▶ **THE REQUEST**
Pick out each line in the data below that contains the word "centerpiece", and copy those lines.

Records from a pointing dataset

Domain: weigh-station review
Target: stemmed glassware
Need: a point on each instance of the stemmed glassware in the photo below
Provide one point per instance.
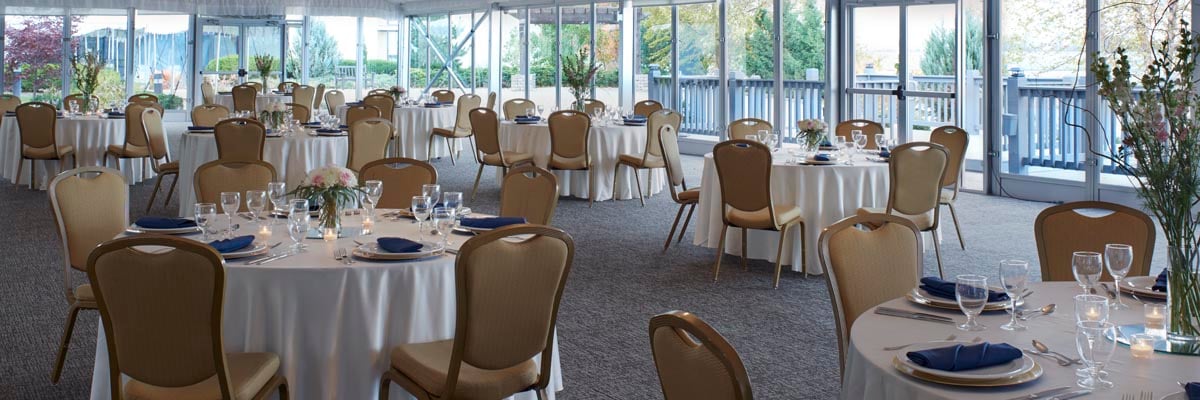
(1117, 257)
(971, 292)
(1014, 275)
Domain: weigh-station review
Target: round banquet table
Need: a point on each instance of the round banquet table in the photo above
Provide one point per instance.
(261, 100)
(825, 195)
(870, 375)
(292, 156)
(334, 324)
(413, 126)
(90, 136)
(605, 143)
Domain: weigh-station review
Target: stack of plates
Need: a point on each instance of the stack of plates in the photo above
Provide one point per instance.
(1017, 371)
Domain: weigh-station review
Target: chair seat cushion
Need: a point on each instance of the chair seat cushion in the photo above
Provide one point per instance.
(426, 365)
(249, 372)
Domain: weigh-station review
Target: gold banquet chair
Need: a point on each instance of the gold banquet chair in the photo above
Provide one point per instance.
(652, 156)
(402, 179)
(39, 139)
(531, 192)
(369, 142)
(240, 139)
(1062, 230)
(743, 168)
(461, 129)
(221, 175)
(868, 266)
(915, 184)
(162, 314)
(694, 360)
(684, 197)
(955, 141)
(485, 127)
(91, 206)
(492, 357)
(569, 137)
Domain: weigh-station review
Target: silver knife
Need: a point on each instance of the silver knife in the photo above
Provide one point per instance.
(1042, 394)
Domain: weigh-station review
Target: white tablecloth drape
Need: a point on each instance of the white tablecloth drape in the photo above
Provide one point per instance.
(825, 195)
(333, 324)
(90, 136)
(413, 126)
(870, 375)
(605, 144)
(292, 156)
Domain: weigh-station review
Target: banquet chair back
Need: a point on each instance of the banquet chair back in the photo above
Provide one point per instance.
(369, 142)
(385, 103)
(515, 107)
(209, 114)
(226, 175)
(334, 99)
(240, 139)
(647, 107)
(748, 127)
(868, 260)
(1087, 226)
(244, 97)
(531, 192)
(869, 127)
(162, 315)
(694, 360)
(402, 179)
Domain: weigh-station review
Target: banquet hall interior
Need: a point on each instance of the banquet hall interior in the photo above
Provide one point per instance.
(600, 200)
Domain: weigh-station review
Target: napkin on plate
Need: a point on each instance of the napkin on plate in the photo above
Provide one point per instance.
(229, 245)
(399, 245)
(945, 290)
(965, 357)
(162, 222)
(492, 222)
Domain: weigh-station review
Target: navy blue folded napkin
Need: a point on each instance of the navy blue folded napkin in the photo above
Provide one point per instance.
(936, 286)
(492, 222)
(228, 245)
(399, 245)
(162, 222)
(965, 357)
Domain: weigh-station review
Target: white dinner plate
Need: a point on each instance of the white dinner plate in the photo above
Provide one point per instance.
(1011, 369)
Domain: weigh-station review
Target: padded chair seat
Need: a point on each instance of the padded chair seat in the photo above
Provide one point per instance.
(513, 157)
(761, 219)
(426, 365)
(249, 372)
(46, 153)
(923, 221)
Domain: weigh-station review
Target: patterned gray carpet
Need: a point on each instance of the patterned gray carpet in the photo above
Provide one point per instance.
(621, 279)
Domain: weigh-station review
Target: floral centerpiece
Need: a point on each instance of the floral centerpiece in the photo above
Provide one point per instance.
(87, 76)
(811, 132)
(579, 71)
(1161, 150)
(331, 186)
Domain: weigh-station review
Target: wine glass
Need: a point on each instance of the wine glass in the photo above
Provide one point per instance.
(1014, 275)
(1087, 268)
(1096, 351)
(204, 215)
(971, 293)
(1117, 257)
(229, 204)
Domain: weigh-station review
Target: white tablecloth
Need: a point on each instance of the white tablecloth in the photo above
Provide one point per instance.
(259, 101)
(605, 144)
(825, 195)
(90, 136)
(870, 375)
(413, 127)
(292, 156)
(333, 324)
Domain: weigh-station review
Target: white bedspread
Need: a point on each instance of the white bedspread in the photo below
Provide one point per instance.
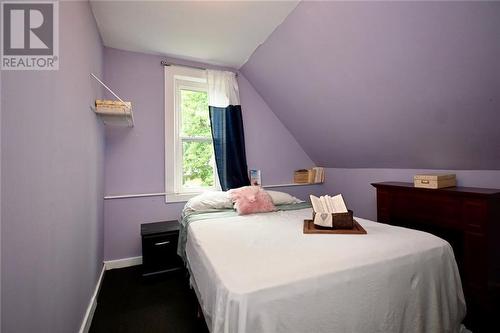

▶ **EXERCISE RESULT**
Target: floral centerpiece
Need: a point on each instance of the floral centerpiece in the photo above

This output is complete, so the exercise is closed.